§ **Goal**
Everything from the line containing "Point to the sky." through the final line of the records must be transcribed verbatim; nothing else belongs in the result.
START Exercise data
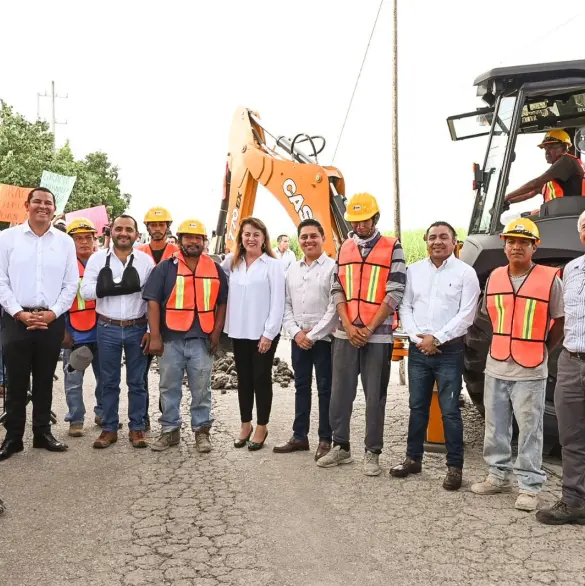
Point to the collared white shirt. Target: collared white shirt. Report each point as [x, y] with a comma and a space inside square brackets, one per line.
[574, 301]
[37, 271]
[308, 303]
[439, 301]
[120, 307]
[286, 258]
[255, 298]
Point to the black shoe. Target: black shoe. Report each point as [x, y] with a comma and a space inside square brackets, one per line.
[453, 479]
[9, 447]
[253, 446]
[560, 513]
[241, 443]
[407, 467]
[48, 442]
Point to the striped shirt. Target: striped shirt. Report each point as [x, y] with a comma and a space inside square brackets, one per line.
[574, 300]
[394, 289]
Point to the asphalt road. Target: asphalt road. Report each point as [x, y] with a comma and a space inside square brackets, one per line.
[123, 516]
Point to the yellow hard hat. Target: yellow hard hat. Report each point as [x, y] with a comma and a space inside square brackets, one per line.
[556, 137]
[194, 227]
[522, 228]
[80, 226]
[157, 215]
[362, 206]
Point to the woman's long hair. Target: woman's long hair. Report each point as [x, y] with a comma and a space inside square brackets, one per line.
[240, 251]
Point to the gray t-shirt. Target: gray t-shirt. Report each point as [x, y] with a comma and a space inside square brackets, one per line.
[510, 369]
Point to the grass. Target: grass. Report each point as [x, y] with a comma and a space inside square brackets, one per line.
[412, 242]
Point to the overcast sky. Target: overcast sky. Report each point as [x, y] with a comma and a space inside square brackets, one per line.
[155, 85]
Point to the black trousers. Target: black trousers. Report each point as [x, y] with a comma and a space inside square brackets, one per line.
[254, 379]
[30, 352]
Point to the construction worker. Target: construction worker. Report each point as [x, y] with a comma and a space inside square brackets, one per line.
[565, 177]
[81, 330]
[158, 223]
[370, 277]
[187, 298]
[520, 300]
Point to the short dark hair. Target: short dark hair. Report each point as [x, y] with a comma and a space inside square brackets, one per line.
[44, 190]
[126, 217]
[446, 224]
[310, 222]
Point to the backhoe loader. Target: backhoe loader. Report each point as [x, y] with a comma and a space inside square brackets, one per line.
[518, 102]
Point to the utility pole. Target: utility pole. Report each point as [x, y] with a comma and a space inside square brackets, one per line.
[53, 97]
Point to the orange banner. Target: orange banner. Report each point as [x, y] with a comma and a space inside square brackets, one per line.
[12, 200]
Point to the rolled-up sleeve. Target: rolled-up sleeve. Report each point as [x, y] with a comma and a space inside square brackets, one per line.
[273, 324]
[70, 282]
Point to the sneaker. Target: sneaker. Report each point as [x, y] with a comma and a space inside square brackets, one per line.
[335, 457]
[371, 464]
[202, 442]
[526, 501]
[138, 439]
[488, 487]
[76, 430]
[560, 514]
[166, 440]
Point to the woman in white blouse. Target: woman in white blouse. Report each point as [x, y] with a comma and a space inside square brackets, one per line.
[253, 321]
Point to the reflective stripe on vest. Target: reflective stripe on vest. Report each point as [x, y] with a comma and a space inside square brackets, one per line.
[193, 294]
[82, 315]
[170, 250]
[364, 280]
[553, 190]
[520, 320]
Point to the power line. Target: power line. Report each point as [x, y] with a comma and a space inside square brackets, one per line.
[357, 80]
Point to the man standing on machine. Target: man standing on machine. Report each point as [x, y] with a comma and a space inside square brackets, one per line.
[565, 177]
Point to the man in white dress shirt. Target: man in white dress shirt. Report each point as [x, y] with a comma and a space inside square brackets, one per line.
[438, 307]
[283, 251]
[116, 278]
[309, 317]
[38, 282]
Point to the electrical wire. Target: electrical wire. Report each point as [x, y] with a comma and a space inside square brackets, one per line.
[357, 80]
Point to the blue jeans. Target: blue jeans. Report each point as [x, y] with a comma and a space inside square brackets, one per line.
[193, 356]
[446, 369]
[111, 341]
[303, 361]
[525, 401]
[74, 387]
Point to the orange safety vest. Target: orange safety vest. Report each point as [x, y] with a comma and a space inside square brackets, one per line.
[170, 250]
[193, 294]
[553, 189]
[364, 279]
[520, 320]
[82, 315]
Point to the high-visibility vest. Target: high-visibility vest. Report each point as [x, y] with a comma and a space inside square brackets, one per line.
[364, 279]
[170, 250]
[520, 320]
[193, 294]
[553, 189]
[82, 315]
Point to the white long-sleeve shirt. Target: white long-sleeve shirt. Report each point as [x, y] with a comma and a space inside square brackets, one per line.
[37, 271]
[120, 307]
[439, 301]
[308, 304]
[255, 298]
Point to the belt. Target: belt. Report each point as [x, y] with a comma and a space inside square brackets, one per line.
[123, 322]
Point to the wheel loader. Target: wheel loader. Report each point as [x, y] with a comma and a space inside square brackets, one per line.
[518, 105]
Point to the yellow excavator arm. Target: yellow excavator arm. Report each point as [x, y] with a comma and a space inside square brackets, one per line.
[304, 188]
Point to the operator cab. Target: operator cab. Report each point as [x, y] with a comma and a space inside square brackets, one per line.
[519, 105]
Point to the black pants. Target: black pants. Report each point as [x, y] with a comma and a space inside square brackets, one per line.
[254, 379]
[30, 352]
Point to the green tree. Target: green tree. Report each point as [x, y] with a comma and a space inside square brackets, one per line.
[26, 150]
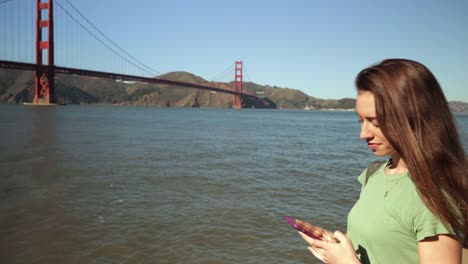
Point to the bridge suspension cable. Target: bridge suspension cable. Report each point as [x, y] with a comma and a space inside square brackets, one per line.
[141, 65]
[223, 74]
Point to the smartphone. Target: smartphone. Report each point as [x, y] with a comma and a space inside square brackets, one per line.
[293, 224]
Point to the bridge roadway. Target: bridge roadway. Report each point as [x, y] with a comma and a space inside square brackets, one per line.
[115, 76]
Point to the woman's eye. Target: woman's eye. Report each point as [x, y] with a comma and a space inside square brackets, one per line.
[375, 123]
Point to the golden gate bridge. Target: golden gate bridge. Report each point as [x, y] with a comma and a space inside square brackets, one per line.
[44, 67]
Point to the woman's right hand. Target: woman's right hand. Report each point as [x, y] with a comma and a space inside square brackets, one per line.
[333, 248]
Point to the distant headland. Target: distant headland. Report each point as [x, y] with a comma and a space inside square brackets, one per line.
[17, 86]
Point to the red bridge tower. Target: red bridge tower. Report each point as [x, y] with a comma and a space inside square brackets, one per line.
[238, 85]
[44, 92]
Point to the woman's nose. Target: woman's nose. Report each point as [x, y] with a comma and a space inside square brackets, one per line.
[365, 132]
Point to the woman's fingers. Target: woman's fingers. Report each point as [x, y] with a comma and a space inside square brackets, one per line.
[320, 232]
[313, 242]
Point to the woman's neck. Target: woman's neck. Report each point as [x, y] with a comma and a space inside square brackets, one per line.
[396, 166]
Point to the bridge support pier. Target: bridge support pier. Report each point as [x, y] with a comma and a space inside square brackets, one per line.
[44, 92]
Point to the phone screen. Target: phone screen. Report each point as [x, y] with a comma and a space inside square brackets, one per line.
[293, 224]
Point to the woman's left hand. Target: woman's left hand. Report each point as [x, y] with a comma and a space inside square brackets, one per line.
[338, 252]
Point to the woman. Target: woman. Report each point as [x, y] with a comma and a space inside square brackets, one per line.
[413, 208]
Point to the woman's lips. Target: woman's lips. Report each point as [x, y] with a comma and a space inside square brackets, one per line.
[372, 145]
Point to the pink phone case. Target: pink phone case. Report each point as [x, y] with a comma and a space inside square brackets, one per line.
[293, 224]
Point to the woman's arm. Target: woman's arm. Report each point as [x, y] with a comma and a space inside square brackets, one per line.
[439, 249]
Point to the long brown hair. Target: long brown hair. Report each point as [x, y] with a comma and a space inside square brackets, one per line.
[415, 118]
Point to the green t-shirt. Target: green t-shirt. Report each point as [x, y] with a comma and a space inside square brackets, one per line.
[389, 219]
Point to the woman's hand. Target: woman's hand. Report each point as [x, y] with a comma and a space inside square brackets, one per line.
[334, 248]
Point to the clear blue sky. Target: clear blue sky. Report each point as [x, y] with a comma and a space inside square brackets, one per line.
[316, 46]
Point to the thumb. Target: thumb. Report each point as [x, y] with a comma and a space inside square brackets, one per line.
[340, 236]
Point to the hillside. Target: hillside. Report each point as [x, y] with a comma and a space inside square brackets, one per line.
[17, 87]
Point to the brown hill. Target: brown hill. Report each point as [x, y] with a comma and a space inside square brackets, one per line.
[17, 86]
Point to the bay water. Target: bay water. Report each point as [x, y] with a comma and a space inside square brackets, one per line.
[107, 184]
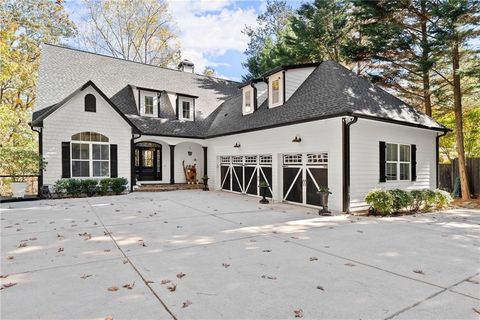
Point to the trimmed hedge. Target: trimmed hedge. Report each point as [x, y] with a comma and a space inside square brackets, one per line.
[386, 202]
[89, 187]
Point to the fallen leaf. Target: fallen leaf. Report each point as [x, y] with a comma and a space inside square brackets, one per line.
[186, 303]
[7, 285]
[129, 286]
[298, 313]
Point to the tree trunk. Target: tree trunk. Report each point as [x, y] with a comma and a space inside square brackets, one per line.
[457, 100]
[424, 64]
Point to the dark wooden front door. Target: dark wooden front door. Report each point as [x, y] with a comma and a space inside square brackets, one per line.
[148, 162]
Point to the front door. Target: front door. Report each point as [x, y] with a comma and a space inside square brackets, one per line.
[148, 162]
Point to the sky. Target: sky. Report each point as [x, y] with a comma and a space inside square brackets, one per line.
[209, 31]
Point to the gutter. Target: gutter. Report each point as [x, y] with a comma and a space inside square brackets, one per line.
[346, 161]
[437, 154]
[40, 152]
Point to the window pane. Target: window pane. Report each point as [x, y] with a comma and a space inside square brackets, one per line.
[186, 109]
[404, 171]
[75, 151]
[391, 171]
[84, 151]
[392, 152]
[80, 169]
[100, 168]
[405, 153]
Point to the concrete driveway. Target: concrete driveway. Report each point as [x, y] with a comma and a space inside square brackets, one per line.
[215, 255]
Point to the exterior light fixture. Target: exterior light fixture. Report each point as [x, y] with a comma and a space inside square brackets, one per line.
[297, 139]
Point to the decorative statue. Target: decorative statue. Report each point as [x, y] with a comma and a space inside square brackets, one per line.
[190, 173]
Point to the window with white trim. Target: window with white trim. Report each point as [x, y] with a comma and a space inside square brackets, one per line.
[398, 162]
[90, 155]
[148, 105]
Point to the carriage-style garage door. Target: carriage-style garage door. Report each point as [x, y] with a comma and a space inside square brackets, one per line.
[243, 174]
[303, 175]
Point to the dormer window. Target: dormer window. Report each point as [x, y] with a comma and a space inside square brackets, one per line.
[275, 91]
[185, 108]
[149, 105]
[90, 103]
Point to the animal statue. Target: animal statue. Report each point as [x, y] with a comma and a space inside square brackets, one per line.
[190, 173]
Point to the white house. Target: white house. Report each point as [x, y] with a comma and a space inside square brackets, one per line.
[298, 127]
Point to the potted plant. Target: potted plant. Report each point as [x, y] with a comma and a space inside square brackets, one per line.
[263, 191]
[19, 164]
[205, 183]
[324, 192]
END Exercise data
§ **Exercise response**
Point to the sky. Target: sky. Report each point as [x, y] with a comma and a space inside square brackets, one per line.
[209, 31]
Point to the gutter. Target: gutter. Report each point as [x, y] with a comma and a space inside square brackets, one per line.
[346, 161]
[437, 154]
[40, 152]
Point to the window pane. Target: window pane. Report each point as [x, y] with a comma and a space inside square brackets, one per line.
[186, 109]
[404, 171]
[75, 151]
[391, 171]
[84, 151]
[392, 152]
[80, 169]
[100, 168]
[405, 153]
Point to the concrete driveway. Target: concrete driveway. Report each point as [x, y] with a comma and a space inside square brackets, one per line.
[215, 255]
Point to the exterior light fixture. Target: exterior light fixture. Report each point as [x, y] with a comma and a space inside square brackets, one per line.
[297, 139]
Point to the decorative statue. Target: decorative statue. Report each point as [x, y] with a comma and a space inside square brackets, one per line.
[190, 173]
Point to the window with white trim. Target: window with white trim. Report each point as [x, y] with a comma and a space inside square brackets, one per line.
[398, 162]
[90, 155]
[148, 105]
Point to the carriage-style garage door. Target: carriage-style garage door. Report each point as [x, y] with a comma and a space inside square brackets, one per line.
[243, 174]
[303, 175]
Point to the dormer window. Target: dormer window. Report each point as [x, y] with a comma and a space inside square brackets, one per line.
[275, 91]
[185, 108]
[149, 105]
[90, 103]
Point to the animal statue. Target: animal statue. Report each point as [x, y] with a comma and a space inside square brackets, one per line.
[190, 173]
Point to the white house. Target: white house. Report each point as [x, y] with a comma and a space inside square brackets, one per line.
[298, 127]
Point to the potted plant. Target: potted plant. Report each point as [x, y] with a comma and a space inside square brackets, one per line.
[263, 191]
[19, 164]
[205, 183]
[324, 192]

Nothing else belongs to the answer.